**DESCRIPTION OF THE TASK**
Exact copies are required of the lines from the line containing "hair in the photo above." through the final line of the listing, both included, and of no other lines.
============================================================
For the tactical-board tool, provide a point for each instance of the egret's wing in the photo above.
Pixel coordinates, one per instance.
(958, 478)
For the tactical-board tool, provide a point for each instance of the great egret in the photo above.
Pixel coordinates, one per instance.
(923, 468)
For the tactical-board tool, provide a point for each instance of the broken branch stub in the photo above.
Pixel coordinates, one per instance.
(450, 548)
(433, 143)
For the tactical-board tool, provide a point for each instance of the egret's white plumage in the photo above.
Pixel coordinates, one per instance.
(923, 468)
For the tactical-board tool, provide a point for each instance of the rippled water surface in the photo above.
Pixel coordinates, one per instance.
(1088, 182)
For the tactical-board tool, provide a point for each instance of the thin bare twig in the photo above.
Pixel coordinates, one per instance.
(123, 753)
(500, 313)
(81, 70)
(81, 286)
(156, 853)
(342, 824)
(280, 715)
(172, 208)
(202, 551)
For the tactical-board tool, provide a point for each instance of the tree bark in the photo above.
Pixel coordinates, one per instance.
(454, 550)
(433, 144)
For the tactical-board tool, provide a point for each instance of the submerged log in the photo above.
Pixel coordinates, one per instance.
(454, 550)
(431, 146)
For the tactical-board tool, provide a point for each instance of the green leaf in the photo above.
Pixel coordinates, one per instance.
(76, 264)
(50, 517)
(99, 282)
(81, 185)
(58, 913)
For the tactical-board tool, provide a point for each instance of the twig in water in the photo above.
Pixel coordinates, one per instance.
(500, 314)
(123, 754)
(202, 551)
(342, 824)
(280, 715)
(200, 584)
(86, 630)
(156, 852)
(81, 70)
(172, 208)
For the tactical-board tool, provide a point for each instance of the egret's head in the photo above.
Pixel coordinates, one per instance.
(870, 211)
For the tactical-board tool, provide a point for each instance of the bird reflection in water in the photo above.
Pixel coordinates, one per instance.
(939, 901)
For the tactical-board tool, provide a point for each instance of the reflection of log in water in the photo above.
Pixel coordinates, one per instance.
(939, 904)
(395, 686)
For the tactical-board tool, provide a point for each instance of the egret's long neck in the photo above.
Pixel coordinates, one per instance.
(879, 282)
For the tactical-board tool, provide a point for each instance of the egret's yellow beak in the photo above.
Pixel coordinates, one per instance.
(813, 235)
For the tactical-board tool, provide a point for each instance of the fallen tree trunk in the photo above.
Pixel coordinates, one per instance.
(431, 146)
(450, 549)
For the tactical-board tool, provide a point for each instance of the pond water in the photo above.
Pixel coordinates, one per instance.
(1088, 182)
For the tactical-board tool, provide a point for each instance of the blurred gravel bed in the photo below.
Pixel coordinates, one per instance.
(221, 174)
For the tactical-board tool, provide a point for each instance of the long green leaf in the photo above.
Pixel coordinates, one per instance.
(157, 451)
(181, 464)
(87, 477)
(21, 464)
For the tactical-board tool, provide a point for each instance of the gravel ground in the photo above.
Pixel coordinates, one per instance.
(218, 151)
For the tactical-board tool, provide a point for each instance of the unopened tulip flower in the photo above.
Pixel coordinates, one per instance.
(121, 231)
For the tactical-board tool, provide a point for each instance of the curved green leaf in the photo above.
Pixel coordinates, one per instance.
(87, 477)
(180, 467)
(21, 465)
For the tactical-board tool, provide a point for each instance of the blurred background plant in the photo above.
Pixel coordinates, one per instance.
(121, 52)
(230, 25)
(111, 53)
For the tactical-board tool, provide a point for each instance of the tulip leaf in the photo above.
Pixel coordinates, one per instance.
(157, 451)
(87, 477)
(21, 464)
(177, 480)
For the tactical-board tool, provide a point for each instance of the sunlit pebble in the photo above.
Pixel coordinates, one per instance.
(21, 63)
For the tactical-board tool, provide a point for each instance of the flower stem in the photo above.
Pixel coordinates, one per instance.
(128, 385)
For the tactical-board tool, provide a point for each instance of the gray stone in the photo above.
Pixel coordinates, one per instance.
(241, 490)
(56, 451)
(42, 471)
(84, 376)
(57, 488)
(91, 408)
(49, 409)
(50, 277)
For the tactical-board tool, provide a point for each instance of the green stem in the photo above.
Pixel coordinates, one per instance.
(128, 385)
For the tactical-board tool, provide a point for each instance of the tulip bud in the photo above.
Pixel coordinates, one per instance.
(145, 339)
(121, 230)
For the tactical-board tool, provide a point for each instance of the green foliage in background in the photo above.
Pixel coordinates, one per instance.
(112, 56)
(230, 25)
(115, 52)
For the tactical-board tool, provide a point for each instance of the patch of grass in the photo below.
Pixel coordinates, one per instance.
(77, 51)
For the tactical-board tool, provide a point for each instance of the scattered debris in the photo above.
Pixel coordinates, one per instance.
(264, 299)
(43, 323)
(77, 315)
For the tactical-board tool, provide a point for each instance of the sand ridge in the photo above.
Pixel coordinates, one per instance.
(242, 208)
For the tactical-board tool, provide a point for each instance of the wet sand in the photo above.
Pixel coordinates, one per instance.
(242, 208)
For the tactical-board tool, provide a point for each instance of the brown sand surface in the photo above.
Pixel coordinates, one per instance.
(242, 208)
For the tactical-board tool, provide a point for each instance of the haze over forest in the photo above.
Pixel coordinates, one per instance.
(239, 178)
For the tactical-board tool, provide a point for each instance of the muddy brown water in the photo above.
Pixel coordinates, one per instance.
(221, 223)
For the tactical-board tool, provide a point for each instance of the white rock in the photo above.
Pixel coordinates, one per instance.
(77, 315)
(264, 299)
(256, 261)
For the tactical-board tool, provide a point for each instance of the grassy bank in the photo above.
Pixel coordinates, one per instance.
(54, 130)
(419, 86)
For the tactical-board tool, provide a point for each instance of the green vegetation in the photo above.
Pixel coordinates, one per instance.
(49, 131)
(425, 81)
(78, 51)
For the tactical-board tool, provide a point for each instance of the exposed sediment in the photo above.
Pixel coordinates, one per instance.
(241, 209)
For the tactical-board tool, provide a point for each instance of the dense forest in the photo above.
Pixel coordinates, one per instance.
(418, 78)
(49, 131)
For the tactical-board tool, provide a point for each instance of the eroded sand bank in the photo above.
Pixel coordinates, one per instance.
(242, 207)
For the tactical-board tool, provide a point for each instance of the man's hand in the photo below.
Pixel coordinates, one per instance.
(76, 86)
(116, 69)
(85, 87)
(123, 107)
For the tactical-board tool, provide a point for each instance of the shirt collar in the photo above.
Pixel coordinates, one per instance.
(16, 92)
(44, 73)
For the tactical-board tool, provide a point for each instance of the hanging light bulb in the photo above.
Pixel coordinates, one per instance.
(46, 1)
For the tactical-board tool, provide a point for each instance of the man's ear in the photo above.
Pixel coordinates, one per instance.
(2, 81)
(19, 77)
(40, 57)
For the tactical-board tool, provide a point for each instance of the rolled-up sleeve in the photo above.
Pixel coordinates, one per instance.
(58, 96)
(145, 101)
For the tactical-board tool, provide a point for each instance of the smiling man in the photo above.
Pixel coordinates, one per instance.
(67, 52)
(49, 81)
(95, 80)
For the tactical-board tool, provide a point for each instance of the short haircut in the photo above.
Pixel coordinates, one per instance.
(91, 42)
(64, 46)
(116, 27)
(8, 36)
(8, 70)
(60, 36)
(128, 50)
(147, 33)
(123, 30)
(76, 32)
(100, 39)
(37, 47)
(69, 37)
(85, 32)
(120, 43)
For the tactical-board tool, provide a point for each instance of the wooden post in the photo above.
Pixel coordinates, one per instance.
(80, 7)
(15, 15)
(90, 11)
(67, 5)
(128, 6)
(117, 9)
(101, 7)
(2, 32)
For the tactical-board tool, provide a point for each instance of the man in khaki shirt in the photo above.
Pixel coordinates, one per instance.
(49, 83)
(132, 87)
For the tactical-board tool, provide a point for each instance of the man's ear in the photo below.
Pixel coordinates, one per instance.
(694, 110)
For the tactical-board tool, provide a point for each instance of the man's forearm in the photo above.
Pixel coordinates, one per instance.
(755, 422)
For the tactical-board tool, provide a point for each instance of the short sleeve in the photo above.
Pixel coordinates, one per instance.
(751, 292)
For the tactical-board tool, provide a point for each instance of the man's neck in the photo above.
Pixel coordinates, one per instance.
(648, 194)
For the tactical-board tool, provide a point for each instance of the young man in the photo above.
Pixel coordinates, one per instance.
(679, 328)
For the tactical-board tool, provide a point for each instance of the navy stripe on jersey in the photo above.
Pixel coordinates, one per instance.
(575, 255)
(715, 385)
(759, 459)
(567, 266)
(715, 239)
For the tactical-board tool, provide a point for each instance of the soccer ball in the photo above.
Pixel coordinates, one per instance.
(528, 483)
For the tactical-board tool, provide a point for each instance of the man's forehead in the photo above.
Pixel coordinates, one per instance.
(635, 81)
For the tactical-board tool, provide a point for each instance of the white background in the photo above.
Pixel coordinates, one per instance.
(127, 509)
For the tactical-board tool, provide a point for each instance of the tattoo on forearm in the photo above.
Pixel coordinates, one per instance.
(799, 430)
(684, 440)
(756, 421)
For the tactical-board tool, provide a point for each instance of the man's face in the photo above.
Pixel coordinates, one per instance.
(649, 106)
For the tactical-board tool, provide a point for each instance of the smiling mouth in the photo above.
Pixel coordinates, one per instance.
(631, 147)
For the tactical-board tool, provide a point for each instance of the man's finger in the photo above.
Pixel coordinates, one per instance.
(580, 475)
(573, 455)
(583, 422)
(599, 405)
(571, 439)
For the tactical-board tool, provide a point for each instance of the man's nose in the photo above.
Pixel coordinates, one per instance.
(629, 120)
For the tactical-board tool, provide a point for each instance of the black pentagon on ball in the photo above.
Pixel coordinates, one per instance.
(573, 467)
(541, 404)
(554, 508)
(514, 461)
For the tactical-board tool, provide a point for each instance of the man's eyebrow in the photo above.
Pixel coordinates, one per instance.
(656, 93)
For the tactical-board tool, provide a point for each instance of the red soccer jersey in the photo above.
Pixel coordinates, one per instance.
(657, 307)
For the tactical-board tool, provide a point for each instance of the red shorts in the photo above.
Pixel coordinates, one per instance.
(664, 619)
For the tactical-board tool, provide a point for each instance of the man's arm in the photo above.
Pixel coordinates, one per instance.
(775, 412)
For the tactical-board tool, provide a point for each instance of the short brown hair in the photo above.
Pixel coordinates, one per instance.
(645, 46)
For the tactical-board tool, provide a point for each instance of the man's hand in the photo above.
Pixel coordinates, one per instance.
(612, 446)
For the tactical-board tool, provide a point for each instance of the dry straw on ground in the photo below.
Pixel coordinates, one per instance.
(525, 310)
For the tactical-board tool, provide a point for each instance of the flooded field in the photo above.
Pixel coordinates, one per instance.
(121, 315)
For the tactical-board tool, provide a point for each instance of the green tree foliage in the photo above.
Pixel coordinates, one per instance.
============================================================
**COMPLETED TASK**
For the tactical-board tool, provide a point for each instance of the short brown hair in the photo above.
Pixel coordinates, one per instance.
(645, 46)
For the tactical-board tool, provide a point for each instance of the man's hand in the photo above.
Pixel coordinates, one per instance.
(612, 446)
For the tactical-board tool, provide a point for each instance of the dry straw on ground in the photo below.
Pixel coordinates, one per instance.
(525, 310)
For the tactical-board tool, provide a point for each instance of the flooded field in the photo above.
Pixel coordinates, one per instance.
(121, 315)
For the tactical-board tool, provide a point for each instance of the green tree foliage in the photo above.
Pixel coordinates, one per instance.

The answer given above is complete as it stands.